··· INFORMATION SHOWN ···

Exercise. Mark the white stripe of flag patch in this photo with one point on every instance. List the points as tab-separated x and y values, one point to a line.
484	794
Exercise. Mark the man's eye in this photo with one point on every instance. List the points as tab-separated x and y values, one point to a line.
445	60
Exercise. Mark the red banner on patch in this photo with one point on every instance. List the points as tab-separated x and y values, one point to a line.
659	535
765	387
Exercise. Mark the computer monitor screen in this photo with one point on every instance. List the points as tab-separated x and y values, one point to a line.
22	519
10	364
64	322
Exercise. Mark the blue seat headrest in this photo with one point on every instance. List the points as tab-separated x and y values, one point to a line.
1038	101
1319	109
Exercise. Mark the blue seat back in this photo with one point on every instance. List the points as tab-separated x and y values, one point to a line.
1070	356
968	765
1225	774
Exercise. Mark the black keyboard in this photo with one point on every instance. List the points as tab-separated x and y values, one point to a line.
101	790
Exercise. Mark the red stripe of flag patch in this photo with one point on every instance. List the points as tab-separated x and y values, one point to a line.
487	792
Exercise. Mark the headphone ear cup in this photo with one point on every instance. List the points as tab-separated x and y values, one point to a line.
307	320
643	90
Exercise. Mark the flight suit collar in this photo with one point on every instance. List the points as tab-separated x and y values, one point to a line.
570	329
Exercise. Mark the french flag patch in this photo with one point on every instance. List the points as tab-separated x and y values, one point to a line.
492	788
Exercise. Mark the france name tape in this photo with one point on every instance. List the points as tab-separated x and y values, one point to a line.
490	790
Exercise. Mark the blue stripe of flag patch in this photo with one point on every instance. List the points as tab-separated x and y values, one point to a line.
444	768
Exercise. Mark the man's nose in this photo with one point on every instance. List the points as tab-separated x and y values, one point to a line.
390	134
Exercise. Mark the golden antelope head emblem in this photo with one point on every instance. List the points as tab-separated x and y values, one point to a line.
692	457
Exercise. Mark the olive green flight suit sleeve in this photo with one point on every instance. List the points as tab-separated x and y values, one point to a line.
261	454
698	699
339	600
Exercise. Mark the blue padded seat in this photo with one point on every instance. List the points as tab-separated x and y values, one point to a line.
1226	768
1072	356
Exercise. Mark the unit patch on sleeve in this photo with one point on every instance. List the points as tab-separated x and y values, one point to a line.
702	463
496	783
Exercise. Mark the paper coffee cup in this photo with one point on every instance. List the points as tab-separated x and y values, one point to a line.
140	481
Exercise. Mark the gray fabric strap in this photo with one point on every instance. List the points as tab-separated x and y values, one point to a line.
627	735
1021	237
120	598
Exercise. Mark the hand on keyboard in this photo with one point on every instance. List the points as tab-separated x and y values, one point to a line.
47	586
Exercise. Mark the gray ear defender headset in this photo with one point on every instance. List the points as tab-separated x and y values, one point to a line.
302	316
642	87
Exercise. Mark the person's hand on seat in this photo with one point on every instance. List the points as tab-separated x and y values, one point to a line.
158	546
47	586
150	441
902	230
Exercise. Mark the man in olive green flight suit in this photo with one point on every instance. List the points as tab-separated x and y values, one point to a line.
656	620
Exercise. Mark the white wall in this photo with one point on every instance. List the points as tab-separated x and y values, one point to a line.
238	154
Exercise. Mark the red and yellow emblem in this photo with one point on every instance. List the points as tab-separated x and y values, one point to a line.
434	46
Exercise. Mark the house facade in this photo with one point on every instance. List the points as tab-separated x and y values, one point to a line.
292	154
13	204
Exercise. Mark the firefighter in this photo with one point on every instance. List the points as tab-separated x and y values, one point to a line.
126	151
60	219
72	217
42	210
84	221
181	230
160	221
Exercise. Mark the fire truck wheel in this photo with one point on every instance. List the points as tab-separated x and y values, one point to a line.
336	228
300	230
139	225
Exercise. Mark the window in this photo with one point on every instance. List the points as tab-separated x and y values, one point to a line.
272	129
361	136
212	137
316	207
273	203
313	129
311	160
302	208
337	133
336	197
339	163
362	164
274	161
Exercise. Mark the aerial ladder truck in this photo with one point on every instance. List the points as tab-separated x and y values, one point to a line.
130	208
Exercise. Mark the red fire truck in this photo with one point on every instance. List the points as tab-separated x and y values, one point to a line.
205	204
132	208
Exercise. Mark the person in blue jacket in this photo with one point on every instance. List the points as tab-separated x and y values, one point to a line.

···

◆ GIVEN PROBLEM:
Quote the line that contains "Exercise. Mark the white wall" and each line after it through the end of the data, exactly, leaving out everything else.

◆ THE REPLY:
Exercise. Mark the white wall in this photo with one point on every instance. List the points as tab-separated x and y values, one point to a line.
238	154
Exercise. Mark the red and yellow emblem in this photo with one point on every instance. List the points as tab-separated x and y values, one point to a line.
434	46
Exercise. Mark the house facade in this photo with one point on every instance. List the points as tab-separated x and y values, one point to a line.
292	154
13	204
Exercise. Mark the firefighter in this photo with one point on every instance. List the points as tab-separated x and y values, one point to a line.
126	151
60	219
72	217
42	210
84	221
181	230
160	221
Exercise. Mark the fire truck wheel in this photo with one point on every instance. List the points as tab-separated x and y values, one point to a line.
336	228
300	230
139	225
Exercise. Mark the window in this photo with one point on every instance. List the points as tab-separated x and y values, one point to a line.
272	129
361	136
212	137
316	207
273	203
313	129
311	160
302	208
337	133
336	197
339	163
362	164
274	161
Exercise. Mark the aerial ladder truck in this photo with one point on every instance. List the points as tab-separated x and y values, one point to a line.
130	208
Exercise. Mark the red fire truck in this photo with one point on every instance. List the points as tab-separated x and y values, one point to a line.
205	204
132	208
Exercise. Mark the person in blue jacket in this photo with one point on every instance. List the points as tab-separated x and y values, one point to a line.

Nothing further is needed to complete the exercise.